─── Podane wpisy ───
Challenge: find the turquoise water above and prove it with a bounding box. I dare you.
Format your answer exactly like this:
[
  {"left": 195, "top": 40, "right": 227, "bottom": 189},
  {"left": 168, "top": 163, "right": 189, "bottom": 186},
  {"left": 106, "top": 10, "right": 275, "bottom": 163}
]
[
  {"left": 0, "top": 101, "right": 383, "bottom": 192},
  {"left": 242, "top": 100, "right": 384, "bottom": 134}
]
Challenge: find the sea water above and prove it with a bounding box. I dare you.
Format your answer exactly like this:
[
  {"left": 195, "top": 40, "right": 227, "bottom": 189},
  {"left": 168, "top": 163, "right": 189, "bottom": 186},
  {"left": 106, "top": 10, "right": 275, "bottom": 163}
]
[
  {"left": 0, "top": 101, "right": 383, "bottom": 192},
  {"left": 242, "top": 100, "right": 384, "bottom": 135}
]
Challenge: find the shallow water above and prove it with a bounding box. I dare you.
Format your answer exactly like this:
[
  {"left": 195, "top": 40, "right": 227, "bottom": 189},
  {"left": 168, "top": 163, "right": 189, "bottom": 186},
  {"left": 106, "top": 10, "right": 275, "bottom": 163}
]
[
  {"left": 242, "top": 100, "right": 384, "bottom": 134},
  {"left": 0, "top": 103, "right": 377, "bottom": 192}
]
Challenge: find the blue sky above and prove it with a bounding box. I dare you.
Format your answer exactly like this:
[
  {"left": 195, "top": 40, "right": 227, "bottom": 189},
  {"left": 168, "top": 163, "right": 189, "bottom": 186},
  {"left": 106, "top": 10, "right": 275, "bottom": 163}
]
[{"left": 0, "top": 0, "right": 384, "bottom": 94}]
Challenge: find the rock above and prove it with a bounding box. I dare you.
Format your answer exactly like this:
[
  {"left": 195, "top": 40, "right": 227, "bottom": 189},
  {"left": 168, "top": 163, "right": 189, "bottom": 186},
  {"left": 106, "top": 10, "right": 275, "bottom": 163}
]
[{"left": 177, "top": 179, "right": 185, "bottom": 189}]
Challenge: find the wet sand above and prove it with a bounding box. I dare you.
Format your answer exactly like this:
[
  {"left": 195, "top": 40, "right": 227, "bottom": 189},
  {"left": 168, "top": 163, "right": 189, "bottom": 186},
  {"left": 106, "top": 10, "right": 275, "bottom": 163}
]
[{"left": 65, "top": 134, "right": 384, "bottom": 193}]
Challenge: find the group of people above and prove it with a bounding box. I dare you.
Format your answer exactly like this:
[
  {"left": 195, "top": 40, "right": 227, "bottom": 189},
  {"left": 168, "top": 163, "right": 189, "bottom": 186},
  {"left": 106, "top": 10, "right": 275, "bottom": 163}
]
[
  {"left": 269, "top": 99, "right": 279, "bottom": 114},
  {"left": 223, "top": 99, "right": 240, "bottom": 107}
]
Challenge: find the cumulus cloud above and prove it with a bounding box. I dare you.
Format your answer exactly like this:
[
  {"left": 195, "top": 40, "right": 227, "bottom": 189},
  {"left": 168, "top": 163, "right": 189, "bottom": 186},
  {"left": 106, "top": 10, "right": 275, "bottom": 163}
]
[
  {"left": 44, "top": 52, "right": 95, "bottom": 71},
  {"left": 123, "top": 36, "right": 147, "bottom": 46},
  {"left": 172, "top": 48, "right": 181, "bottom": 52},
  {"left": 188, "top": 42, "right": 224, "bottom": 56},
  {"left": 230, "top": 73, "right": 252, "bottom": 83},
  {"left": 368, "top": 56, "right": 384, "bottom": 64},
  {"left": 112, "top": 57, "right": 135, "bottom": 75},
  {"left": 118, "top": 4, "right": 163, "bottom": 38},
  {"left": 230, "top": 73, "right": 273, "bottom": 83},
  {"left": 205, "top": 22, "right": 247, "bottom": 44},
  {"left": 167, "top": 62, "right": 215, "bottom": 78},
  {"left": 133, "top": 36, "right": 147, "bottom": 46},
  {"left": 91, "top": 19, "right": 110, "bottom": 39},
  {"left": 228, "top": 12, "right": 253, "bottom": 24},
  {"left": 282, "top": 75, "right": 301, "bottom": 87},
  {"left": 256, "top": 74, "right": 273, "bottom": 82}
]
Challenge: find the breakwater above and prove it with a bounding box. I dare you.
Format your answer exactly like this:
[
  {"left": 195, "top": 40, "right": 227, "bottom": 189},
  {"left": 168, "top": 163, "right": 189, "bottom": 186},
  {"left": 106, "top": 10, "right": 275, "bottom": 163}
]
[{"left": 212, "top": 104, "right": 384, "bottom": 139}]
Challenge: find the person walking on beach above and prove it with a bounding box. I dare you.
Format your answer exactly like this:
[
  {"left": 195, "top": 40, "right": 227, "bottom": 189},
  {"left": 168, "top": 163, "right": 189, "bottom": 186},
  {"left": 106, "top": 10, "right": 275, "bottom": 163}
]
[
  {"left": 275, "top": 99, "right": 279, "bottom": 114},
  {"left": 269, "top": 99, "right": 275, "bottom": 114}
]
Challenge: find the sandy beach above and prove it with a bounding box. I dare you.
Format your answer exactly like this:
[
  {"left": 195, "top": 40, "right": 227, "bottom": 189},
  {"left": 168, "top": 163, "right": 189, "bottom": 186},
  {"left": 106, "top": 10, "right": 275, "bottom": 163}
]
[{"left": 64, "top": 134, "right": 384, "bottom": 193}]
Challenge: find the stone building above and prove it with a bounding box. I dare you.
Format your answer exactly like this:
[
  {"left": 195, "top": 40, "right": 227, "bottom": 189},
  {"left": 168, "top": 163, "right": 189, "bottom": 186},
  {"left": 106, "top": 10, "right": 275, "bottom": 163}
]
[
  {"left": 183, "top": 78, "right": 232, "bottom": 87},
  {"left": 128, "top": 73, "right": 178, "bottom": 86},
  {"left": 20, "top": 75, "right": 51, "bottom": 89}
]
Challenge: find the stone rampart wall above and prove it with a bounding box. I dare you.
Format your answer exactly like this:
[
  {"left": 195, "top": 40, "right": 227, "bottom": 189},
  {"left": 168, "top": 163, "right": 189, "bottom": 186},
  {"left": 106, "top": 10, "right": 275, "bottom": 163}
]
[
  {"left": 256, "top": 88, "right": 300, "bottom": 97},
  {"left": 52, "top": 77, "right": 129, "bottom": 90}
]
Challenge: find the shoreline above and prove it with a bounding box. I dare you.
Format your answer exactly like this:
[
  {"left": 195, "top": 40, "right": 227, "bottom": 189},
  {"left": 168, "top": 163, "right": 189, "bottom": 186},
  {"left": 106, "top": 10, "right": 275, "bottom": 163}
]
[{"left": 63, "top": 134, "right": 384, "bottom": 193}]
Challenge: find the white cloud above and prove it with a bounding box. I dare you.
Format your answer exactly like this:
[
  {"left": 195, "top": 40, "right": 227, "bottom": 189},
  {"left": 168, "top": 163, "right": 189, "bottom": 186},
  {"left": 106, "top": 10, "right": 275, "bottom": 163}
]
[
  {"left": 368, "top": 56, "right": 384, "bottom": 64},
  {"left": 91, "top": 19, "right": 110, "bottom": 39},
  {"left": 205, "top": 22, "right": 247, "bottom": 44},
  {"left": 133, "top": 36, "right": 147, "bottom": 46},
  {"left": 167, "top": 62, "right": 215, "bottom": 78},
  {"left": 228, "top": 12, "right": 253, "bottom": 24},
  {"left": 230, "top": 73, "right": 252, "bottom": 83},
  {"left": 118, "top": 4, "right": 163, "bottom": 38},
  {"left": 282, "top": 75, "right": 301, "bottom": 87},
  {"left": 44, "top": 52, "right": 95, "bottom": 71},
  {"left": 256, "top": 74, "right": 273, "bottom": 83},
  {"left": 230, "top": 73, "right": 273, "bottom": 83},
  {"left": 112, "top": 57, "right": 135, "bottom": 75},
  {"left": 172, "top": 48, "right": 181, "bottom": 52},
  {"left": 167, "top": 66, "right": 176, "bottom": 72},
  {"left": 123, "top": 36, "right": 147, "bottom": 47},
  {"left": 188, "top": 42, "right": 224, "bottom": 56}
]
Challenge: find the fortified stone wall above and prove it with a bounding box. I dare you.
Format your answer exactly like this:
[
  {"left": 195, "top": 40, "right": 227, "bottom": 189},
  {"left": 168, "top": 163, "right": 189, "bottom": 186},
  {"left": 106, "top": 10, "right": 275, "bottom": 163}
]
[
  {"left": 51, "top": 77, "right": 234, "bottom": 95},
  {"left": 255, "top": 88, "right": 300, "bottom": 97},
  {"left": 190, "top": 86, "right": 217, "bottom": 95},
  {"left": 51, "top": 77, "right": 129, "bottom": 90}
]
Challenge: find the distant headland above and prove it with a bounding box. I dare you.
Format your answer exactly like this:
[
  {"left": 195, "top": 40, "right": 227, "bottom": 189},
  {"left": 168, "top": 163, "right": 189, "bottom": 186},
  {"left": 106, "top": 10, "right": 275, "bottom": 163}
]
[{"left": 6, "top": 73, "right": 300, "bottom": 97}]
───
■ **Szczegóły zadania**: Pokaż każdą linijkę z powyższych wierszy, w której pojawia się słowo „wall”. Przepisz te linijki bez żadnych zmian.

■ **Odpowiedź na zadanie**:
Challenge: find the stone rampart wall above and prove it with a bounding box. I dare you.
Challenge: find the fortified stone wall above and prove it with a bounding box. I dare you.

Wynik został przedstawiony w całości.